:: Source material ::
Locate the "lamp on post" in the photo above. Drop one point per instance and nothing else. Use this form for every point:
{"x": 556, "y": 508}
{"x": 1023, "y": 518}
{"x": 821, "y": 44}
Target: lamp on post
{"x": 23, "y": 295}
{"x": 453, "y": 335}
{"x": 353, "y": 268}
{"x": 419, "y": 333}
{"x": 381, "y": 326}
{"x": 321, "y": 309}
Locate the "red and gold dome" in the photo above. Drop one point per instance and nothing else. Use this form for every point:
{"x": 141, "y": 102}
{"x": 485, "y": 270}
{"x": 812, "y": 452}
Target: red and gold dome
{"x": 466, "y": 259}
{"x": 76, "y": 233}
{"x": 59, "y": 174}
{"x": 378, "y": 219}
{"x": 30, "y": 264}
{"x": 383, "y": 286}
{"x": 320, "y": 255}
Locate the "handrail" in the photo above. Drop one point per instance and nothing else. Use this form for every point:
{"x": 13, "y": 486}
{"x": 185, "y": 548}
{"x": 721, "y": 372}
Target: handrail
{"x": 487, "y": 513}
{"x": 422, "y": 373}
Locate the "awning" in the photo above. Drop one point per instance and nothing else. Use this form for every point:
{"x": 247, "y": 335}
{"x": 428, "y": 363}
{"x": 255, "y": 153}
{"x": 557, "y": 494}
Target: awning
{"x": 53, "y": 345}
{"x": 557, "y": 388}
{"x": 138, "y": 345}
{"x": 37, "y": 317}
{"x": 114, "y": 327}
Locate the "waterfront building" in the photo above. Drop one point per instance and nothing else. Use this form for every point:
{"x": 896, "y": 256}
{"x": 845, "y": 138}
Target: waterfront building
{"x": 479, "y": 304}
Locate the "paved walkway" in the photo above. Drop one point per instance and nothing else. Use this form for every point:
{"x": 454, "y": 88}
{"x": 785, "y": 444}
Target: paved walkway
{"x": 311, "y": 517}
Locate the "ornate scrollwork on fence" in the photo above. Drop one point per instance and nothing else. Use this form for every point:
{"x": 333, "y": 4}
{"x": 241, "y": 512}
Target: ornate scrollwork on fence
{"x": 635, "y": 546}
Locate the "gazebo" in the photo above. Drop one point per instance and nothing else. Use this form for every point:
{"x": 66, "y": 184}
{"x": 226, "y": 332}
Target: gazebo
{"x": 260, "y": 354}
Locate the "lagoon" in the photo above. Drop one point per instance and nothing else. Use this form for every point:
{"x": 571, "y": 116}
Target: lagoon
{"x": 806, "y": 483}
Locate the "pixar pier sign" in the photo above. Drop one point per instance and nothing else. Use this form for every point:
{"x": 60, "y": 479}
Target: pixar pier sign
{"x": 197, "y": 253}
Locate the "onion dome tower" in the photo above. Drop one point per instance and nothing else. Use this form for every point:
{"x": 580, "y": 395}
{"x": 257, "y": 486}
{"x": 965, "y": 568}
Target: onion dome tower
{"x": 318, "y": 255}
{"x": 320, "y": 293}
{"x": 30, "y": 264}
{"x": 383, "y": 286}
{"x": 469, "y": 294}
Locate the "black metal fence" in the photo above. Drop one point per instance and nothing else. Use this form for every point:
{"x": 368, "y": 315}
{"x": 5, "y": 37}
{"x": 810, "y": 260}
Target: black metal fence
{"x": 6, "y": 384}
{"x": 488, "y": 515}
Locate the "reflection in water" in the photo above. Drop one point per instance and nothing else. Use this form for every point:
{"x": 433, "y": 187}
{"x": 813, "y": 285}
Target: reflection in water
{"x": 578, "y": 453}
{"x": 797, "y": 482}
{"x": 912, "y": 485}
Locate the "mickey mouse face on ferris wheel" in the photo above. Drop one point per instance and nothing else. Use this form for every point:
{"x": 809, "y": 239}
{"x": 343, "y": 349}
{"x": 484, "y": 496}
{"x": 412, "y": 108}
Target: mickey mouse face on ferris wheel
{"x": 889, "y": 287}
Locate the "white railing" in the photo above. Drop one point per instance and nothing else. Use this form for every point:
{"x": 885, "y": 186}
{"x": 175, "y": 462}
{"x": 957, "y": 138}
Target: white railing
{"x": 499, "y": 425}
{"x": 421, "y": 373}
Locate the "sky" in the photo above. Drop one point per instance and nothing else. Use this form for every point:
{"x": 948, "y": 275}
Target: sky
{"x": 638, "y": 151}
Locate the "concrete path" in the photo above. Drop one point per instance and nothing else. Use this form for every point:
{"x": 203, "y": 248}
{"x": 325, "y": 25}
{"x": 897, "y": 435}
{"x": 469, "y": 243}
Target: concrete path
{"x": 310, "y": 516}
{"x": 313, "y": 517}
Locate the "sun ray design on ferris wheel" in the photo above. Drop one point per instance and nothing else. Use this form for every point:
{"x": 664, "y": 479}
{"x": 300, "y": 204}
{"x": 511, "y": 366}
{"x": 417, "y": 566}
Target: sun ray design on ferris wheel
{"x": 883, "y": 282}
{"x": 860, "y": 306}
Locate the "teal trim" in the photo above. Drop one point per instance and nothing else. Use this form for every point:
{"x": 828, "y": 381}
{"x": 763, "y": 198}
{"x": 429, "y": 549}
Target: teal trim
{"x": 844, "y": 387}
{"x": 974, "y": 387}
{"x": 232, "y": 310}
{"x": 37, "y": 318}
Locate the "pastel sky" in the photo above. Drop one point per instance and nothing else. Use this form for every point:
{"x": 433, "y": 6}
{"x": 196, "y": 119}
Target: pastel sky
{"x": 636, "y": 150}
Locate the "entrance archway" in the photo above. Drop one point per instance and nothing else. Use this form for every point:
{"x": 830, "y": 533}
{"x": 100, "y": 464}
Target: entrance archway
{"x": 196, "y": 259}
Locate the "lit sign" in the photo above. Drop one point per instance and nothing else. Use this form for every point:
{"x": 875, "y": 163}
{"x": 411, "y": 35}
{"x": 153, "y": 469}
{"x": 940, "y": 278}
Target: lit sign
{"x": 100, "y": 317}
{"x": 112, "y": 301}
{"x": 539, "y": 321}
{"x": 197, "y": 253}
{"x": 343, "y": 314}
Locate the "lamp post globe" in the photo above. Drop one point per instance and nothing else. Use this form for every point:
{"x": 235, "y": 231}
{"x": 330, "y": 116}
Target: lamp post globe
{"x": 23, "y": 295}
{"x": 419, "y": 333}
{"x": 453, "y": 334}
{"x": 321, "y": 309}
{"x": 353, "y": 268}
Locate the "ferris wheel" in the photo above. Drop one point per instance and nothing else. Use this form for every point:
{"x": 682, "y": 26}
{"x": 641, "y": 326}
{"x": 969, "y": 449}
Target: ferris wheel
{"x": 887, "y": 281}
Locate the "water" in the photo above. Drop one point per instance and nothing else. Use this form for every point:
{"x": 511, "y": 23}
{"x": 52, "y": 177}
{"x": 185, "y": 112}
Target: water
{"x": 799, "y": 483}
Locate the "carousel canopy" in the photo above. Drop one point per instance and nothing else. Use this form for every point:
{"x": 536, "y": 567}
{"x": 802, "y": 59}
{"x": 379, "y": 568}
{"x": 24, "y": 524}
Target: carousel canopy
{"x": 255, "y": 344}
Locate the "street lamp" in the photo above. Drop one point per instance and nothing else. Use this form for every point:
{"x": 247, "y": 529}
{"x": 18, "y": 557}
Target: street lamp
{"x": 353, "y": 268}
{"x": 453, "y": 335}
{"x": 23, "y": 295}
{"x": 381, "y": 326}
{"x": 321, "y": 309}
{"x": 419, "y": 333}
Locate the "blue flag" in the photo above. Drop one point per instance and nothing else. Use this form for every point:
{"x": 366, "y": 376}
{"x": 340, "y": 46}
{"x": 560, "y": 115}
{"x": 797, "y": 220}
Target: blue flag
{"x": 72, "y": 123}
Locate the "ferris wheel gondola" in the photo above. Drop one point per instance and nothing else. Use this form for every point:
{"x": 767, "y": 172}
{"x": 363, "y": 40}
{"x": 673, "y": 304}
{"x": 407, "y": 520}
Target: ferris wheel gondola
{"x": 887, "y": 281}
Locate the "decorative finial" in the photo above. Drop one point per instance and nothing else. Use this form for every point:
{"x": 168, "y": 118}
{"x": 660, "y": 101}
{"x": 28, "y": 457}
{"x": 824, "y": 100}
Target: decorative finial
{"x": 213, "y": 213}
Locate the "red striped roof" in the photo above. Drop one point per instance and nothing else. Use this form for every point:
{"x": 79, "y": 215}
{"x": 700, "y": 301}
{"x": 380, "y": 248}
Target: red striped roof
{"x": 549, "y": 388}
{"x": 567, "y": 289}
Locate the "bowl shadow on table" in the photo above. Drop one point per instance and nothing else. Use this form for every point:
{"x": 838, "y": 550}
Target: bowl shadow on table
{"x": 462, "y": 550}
:::
## Exercise description
Find each line in the items above that contains the word "entrance" and copy those lines.

## Solution
Locate the "entrance archway" in the photo above. Drop one point per instance and nothing else. Use this form for every point:
Target: entrance archway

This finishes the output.